# WRITTEN INSTRUCTION
Count the lines in the rows below that contain the word "woman". Give only the number.

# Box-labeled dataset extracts
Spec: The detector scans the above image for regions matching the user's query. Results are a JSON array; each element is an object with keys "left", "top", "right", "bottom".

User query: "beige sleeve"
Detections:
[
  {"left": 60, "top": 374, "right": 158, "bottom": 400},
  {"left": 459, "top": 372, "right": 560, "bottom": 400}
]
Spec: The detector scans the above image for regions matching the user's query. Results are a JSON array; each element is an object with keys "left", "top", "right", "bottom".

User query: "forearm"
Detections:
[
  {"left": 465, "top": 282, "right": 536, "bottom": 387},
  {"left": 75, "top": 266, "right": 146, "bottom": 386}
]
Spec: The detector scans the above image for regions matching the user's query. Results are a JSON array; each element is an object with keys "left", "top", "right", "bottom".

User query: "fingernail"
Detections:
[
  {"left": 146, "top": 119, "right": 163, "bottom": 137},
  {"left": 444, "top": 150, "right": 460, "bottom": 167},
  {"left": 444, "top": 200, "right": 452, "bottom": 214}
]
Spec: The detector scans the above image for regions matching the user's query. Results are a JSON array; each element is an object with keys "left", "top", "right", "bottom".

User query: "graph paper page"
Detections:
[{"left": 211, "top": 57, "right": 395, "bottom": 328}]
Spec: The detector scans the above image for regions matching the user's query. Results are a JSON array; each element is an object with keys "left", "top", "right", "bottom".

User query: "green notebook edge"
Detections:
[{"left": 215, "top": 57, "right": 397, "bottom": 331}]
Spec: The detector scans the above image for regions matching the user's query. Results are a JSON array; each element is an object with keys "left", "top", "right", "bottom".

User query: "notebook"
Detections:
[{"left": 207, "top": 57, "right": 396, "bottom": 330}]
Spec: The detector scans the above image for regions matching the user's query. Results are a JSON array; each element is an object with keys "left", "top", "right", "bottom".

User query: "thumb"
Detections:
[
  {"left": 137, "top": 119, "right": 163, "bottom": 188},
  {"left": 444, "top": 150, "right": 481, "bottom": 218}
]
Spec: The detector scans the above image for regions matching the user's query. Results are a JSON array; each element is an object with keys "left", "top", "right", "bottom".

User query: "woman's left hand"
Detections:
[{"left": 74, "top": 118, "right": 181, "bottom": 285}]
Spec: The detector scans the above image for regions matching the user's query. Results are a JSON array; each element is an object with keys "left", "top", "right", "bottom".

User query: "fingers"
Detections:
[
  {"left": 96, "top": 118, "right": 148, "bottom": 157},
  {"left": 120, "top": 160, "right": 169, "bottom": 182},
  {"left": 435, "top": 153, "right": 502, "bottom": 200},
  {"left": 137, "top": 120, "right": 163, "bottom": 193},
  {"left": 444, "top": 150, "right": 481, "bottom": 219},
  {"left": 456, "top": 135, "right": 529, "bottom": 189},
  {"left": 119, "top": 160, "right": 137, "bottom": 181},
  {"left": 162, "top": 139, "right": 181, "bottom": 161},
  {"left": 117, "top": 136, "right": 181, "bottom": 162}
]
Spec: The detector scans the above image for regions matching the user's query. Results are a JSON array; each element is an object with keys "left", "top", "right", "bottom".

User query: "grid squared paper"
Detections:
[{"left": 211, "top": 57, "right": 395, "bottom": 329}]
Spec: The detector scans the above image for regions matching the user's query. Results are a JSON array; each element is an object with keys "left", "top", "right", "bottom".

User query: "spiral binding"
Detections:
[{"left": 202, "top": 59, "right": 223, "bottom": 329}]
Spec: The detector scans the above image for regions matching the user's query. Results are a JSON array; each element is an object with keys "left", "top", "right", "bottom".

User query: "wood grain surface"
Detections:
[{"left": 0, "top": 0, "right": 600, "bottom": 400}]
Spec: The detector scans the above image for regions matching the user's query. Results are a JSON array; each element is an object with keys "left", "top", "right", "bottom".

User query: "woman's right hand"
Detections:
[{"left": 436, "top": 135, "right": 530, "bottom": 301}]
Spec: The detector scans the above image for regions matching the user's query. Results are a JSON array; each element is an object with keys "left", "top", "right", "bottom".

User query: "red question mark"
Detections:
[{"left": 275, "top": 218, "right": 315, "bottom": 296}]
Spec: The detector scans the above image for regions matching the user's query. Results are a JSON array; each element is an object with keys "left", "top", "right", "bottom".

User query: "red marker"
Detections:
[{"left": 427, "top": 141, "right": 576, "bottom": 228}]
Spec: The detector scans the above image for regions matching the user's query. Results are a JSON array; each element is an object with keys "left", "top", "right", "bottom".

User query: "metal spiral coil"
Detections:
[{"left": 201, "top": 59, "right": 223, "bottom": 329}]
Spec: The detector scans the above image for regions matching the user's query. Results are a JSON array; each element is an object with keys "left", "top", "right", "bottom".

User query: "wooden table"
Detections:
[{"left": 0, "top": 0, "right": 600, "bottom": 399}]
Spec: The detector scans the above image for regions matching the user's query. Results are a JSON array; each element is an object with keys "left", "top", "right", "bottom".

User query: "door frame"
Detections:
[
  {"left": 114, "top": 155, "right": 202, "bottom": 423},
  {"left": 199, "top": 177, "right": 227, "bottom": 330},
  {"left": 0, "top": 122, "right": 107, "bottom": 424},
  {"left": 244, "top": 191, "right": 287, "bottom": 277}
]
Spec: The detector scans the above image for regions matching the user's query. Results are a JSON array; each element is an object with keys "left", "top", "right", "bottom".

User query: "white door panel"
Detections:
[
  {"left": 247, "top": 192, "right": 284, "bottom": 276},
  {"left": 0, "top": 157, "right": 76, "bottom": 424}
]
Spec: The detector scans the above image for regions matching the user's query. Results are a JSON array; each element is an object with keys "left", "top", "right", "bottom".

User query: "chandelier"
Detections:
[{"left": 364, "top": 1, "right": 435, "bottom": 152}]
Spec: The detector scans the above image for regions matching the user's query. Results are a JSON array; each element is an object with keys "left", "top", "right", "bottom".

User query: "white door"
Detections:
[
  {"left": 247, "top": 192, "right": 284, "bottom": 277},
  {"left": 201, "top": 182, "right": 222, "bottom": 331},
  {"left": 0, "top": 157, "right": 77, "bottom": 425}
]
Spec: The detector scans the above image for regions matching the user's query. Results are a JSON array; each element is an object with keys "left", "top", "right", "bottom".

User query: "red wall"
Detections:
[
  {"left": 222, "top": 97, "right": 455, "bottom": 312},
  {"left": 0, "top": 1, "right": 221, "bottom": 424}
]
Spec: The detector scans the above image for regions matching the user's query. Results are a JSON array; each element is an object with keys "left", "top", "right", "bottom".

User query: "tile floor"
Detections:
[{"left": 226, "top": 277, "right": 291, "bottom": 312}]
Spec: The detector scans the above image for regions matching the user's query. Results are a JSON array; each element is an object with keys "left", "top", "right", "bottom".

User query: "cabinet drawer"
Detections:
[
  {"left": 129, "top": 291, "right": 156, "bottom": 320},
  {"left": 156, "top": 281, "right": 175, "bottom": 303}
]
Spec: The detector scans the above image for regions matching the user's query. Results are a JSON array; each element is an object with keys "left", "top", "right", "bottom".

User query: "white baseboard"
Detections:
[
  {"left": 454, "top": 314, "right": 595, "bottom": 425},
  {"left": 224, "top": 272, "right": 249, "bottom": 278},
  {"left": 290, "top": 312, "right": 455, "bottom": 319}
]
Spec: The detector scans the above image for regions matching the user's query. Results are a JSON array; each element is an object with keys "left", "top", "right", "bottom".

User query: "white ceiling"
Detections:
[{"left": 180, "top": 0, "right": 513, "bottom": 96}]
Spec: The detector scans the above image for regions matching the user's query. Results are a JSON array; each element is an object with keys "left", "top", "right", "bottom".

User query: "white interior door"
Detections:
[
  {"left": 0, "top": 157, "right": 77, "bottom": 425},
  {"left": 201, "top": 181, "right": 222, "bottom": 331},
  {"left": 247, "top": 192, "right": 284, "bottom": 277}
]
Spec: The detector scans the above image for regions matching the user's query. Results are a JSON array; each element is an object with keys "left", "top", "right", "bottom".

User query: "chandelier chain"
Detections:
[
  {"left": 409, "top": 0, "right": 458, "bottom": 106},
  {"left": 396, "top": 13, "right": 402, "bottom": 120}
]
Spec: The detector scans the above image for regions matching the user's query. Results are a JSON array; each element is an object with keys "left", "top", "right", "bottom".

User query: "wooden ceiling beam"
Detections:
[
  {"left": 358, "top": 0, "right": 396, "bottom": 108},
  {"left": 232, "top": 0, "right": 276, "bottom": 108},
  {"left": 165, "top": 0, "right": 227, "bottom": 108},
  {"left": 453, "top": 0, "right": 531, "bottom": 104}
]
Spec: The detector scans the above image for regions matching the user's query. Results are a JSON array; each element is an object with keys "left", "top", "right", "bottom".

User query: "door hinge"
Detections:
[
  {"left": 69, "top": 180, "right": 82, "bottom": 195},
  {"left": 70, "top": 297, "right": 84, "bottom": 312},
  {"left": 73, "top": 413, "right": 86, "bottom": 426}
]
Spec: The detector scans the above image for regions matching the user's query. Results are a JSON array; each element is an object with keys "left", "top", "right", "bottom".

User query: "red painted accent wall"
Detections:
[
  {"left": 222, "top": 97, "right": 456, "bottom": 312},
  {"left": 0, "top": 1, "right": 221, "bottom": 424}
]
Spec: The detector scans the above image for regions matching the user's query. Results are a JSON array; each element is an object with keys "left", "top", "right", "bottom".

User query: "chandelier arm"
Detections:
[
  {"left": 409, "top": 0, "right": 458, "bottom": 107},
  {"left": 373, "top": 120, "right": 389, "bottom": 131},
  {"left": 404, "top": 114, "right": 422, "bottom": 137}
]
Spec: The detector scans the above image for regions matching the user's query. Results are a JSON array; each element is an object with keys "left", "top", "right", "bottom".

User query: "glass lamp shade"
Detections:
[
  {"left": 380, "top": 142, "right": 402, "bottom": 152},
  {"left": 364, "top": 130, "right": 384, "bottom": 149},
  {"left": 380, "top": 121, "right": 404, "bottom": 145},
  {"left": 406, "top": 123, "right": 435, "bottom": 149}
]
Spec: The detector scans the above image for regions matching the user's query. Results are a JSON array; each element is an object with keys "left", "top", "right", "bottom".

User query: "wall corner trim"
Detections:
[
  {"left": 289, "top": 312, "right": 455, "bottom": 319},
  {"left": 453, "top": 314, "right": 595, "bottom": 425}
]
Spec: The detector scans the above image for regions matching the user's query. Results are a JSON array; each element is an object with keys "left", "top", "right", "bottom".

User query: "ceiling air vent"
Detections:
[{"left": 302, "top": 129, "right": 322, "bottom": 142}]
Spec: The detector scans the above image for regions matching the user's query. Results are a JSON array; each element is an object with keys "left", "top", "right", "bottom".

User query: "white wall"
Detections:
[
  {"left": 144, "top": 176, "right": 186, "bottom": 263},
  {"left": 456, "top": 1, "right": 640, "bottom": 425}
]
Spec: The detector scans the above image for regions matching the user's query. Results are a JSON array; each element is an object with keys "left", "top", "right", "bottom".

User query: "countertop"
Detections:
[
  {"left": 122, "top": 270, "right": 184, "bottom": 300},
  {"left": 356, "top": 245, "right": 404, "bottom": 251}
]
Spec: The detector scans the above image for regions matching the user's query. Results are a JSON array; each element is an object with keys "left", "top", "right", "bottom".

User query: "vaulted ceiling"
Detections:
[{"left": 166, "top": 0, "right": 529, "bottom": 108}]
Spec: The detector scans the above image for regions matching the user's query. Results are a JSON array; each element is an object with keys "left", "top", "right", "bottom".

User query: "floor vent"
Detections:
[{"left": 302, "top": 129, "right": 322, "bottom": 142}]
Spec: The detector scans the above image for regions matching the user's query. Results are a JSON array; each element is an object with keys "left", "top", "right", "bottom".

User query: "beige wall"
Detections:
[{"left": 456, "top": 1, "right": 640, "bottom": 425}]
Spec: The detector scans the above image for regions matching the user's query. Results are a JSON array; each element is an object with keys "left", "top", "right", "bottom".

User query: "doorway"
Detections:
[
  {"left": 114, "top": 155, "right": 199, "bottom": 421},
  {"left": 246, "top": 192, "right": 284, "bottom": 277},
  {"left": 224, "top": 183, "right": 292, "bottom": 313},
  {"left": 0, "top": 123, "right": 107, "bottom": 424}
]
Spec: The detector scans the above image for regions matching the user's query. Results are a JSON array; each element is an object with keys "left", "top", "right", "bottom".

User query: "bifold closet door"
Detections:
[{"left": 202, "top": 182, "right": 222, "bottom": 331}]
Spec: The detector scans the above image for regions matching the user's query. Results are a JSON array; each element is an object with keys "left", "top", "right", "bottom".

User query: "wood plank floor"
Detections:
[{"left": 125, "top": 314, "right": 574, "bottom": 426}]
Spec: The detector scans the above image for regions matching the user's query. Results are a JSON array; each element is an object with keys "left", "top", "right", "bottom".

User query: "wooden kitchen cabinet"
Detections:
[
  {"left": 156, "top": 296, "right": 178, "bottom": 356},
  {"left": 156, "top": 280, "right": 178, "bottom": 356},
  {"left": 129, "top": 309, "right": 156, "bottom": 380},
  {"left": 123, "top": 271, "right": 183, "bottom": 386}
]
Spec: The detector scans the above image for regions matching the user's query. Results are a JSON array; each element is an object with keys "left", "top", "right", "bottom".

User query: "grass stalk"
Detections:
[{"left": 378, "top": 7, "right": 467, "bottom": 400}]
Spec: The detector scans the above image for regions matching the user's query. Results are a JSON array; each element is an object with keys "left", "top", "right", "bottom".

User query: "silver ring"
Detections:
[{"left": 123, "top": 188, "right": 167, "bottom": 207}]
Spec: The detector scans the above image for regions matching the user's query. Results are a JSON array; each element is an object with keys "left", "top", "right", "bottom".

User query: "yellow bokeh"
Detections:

# PROBLEM SOLUTION
2